ARTICLE |
★ ★ ★ ★
This section is continuing off of the previous section. covering more advanced concepts for writing Stored Programs in SQL

The SQL examples in this section will be using PostgreSQL syntax unless otherwise noted. Each DBMS’s language implementation will differ.

§1 Returning Tables from Functions #

While the previous section focused on functions returning a single scalar value, stored functions can also be designed to return a table (a set of rows and columns). This allows you to capture complex queries or data transformations within a function and use its result directly in your FROM clause, much like a regular table or view.

§1.1 Syntax for `RETURNS TABLE` #

To return a table, you specify RETURNS TABLE followed by the column definitions (name and data type) of the table that the function will output.

CREATE FUNCTION function_name (
  [ parameter_name data_type [ DEFAULT value ], ... ]
)
RETURNS TABLE (
  column1_name data_type,
  column2_name data_type,
  -- ... more columns
)
LANGUAGE plpgsql
AS $$
BEGIN
  -- SQL statements and procedural logic go here
  -- The final SELECT statement's result set must match the RETURNS TABLE definition
  RETURN QUERY SELECT ...;
END;
$$;

§1.2 Example: Function Returning a Table of Employees by Department #

Let’s create a function that returns a list of employees for a given department.

-- Assume an Employees table with employee_id, first_name, last_name, department_id
-- and a Departments table with department_id, department_name

CREATE OR REPLACE FUNCTION GetEmployeesByDepartment (
  p_department_name VARCHAR(100)
)
RETURNS TABLE (
  employee_id INT,
  full_name VARCHAR(101),
  department VARCHAR(100)
)
LANGUAGE plpgsql
AS $$
BEGIN
  RETURN QUERY
  SELECT
    e.employee_id,
    e.first_name || ' ' || e.last_name AS full_name,
    d.department_name
  FROM Employees e
  JOIN Departments d ON e.department_id = d.department_id
  WHERE d.department_name = p_department_name;
END;
$$;

§1.3 Calling Functions that Return Tables #

Functions that return tables are typically called in the FROM clause of a SELECT statement, using the SELECT * FROM function_name(...) syntax.

SELECT * FROM GetEmployeesByDepartment('Sales');

 employee_id | full_name  | department 
-------------+------------+------------
           3 | Alice Brown| Sales      
           5 | Charlie Day| Sales

§2 Control Flow Statements #

Control flow statements allow you to introduce logic into your stored programs, allowing for logical decisions and repeat actions based on conditions.
★ ★ ★ ★
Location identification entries
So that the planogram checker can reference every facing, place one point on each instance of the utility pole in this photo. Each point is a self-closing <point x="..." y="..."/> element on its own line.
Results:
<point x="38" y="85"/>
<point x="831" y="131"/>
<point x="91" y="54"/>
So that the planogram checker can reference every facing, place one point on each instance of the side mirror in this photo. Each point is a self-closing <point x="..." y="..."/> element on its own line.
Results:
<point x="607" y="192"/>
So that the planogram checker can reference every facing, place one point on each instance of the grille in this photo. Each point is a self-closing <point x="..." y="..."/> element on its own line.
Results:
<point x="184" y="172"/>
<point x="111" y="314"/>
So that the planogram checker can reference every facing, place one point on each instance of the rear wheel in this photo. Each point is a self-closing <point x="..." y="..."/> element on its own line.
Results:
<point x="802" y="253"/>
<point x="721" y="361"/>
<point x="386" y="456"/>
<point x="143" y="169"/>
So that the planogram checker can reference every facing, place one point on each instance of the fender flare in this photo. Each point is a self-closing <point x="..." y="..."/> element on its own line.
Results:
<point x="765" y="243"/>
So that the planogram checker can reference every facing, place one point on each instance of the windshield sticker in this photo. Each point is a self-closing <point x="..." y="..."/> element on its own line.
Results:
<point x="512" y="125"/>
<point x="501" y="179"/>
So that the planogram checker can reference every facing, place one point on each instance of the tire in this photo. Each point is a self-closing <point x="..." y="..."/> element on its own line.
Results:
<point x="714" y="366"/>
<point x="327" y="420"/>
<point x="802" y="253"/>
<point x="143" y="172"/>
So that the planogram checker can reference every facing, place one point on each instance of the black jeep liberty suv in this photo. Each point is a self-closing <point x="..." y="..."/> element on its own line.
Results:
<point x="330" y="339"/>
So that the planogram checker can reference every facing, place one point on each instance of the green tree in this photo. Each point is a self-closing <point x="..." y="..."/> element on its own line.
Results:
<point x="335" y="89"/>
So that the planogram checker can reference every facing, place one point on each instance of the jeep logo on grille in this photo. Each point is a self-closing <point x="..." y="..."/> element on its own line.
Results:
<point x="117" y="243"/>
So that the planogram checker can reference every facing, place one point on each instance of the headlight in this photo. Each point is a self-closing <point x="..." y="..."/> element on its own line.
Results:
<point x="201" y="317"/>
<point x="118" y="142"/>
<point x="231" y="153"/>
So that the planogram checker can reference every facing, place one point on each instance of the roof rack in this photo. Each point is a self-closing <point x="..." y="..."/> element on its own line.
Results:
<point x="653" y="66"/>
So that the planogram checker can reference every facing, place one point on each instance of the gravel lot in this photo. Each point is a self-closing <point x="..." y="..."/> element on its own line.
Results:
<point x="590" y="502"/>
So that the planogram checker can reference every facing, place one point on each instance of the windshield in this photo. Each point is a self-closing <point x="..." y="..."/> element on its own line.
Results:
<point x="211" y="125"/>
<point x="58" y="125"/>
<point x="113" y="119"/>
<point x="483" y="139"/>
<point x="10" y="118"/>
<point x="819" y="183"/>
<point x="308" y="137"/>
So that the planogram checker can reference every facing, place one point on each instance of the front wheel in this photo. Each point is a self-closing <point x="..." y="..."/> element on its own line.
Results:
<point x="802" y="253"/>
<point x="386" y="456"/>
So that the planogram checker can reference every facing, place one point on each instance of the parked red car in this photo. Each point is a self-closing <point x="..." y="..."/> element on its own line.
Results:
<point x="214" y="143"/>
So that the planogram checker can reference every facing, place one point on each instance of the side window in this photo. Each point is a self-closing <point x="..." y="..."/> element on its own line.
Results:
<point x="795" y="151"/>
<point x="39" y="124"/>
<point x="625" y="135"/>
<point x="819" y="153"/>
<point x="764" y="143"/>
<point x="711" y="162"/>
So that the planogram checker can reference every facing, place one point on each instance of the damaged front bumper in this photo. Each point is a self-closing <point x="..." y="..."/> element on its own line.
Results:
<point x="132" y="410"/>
★ ★ ★ ★
TASKS AND EXERCISES |
1. Answer the following questions from the stored-function article, one line each:
(a) Whose syntax do the SQL examples follow unless otherwise noted?
(b) What data type does the example function declare for its full_name column?
(c) In which clause of a SELECT statement are functions that return tables typically called?
2. Rewrite the paragraph of the stored-function article that begins "While the previous section focused on" as a shorter paragraph that keeps its main facts.
3. List every column that the stored-function article assumes the Employees table contains.

EXERCISE ANSWERS |
1.
(a) PostgreSQL
(b) VARCHAR(101)
(c) The FROM clause

2. Besides returning a single scalar value, stored functions can return a table of rows and columns. Such a function can hold complex queries or data transformations, and its result can be used directly in a FROM clause, like a regular table or view.

3.
- employee_id
- first_name
- last_name
- department_id